───── Task material

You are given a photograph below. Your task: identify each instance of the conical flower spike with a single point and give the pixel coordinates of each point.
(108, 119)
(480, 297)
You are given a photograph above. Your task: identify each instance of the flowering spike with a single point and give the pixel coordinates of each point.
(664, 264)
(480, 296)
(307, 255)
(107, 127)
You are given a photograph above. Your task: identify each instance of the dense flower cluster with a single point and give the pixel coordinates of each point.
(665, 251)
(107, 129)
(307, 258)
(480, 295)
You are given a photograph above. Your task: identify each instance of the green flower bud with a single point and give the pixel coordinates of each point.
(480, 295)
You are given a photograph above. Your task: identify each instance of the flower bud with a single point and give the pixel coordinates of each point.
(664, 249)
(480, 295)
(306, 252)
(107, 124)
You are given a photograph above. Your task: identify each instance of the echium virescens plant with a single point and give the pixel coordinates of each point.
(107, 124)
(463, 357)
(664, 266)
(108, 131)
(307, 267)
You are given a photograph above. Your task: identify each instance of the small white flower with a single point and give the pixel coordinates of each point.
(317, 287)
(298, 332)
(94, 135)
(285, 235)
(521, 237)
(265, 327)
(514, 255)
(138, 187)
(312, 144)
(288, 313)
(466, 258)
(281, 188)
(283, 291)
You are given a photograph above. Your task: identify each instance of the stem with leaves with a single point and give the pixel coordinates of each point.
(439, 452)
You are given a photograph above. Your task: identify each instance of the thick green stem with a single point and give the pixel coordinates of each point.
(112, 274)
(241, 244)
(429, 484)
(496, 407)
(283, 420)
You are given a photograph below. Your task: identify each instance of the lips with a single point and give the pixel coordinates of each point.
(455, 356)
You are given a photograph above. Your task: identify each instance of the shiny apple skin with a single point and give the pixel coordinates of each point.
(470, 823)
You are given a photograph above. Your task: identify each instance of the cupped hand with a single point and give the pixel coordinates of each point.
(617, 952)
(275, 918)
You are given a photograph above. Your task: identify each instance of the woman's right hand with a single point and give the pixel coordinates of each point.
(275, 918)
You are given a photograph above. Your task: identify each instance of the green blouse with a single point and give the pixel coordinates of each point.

──────────

_Work required_: Turn the data above into a numbered list with one entry per line, and omit any blank lines.

_The completed task_:
1. You are given a photograph below. Your task: identify each instance of the conical flower spike with a single point and give the pixel coordinates of each point.
2. (108, 119)
3. (480, 297)
4. You are given a photograph above. Your task: identify each instance of the flowering spike with a single point and give the pixel coordinates of each point.
5. (664, 264)
6. (480, 296)
7. (307, 255)
8. (107, 127)
9. You are given a photograph above. Your task: identify each instance of the dense flower cluster with a single point and give the pixel coordinates of each point.
10. (665, 251)
11. (107, 129)
12. (307, 258)
13. (480, 295)
14. You are given a photograph above. Your task: identify each instance of the green flower bud with a single point and give the pixel coordinates of each point.
15. (480, 295)
16. You are given a photograph above. Your task: identify each instance of the flower bud with a single point and give the pixel coordinates of each point.
17. (664, 249)
18. (480, 295)
19. (306, 252)
20. (107, 124)
21. You are given a photograph above. Your task: identify each instance of the echium virescens plant with a single point and give the pixel coordinates of each point.
22. (107, 124)
23. (463, 357)
24. (664, 266)
25. (108, 131)
26. (307, 267)
27. You are given a photograph above. Your task: identify each instance of the small white flower with a single point and give the pixel coordinates of each point.
28. (317, 287)
29. (298, 332)
30. (94, 135)
31. (285, 235)
32. (521, 237)
33. (265, 327)
34. (514, 255)
35. (138, 187)
36. (312, 144)
37. (288, 313)
38. (466, 258)
39. (281, 188)
40. (283, 291)
41. You are given a photograph above. Your task: identify each instance of the stem with leaves with a single point and give the pixel coordinates of each point.
42. (439, 452)
43. You are given a photograph above. Your task: identify each instance of the thick green stem with a single point and give the pixel coordinates of each point.
44. (112, 274)
45. (241, 244)
46. (429, 484)
47. (496, 407)
48. (283, 420)
49. You are given a photograph below. Your task: identify each instance of the lips with a single point and give the pixel coordinates of each point.
50. (455, 356)
51. You are given a photograph above. Your task: identify each instance of the shiny apple skin with a single point and give the pixel coordinates of each point.
52. (470, 823)
53. You are given a photograph above. Your task: identify each instance of the cupped hand with a single point and give the pixel coordinates of each point.
54. (617, 952)
55. (275, 918)
56. You are given a photograph above. Your task: identify each instance of the woman's right hand with a single point and give the pixel coordinates of each point.
57. (275, 918)
58. You are given a photograph above. Your task: identify each instance of the green blouse with a single point and give the pixel coordinates of each point.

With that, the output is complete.